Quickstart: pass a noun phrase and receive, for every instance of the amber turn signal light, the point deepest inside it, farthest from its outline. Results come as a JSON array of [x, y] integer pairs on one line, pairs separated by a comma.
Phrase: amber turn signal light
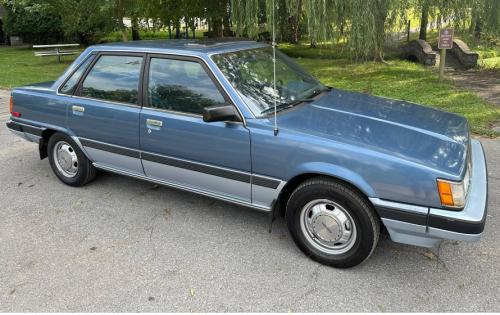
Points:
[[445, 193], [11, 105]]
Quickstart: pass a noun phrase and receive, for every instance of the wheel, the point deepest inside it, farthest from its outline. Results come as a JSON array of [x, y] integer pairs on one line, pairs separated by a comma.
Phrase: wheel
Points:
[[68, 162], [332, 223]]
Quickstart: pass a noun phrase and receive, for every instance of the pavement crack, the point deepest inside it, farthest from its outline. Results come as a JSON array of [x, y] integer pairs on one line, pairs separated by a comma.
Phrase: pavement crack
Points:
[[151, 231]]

...

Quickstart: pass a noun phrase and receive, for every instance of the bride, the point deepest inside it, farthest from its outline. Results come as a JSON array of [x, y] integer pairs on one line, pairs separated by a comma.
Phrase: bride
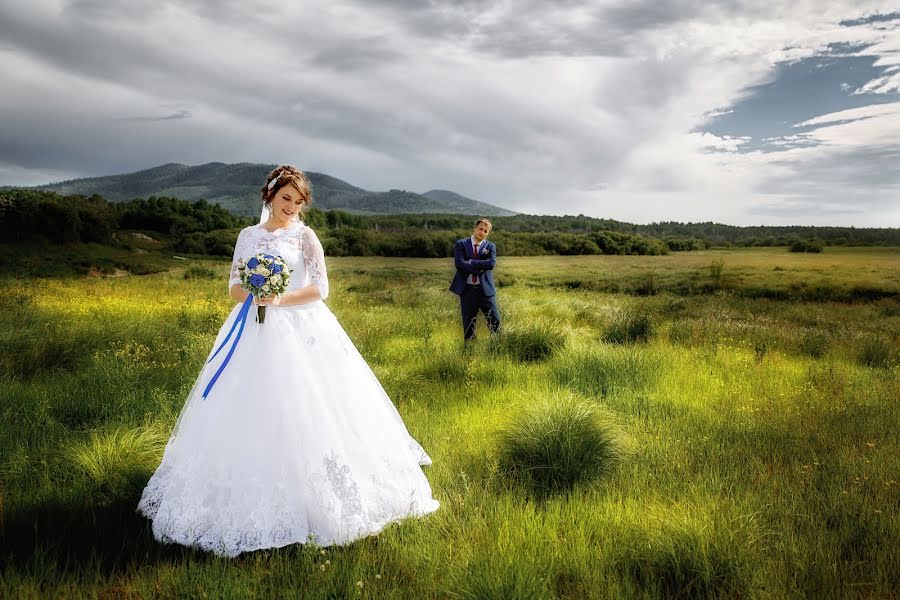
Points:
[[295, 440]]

==

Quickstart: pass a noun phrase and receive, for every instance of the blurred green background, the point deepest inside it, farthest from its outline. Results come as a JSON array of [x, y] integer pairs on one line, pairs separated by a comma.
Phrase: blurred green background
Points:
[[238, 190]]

■ Required work:
All lines in the preceding records that hold the word "wheel" need to be copied.

■ Response to this exercise:
Quickstart: pass a noun phrase and receive, for every instance of the wheel, the point deepest inside it, farthest from its outline. Results come as a JSON array of [x, y] integer pairs on one line, pairs separated by a comma.
Phrase: wheel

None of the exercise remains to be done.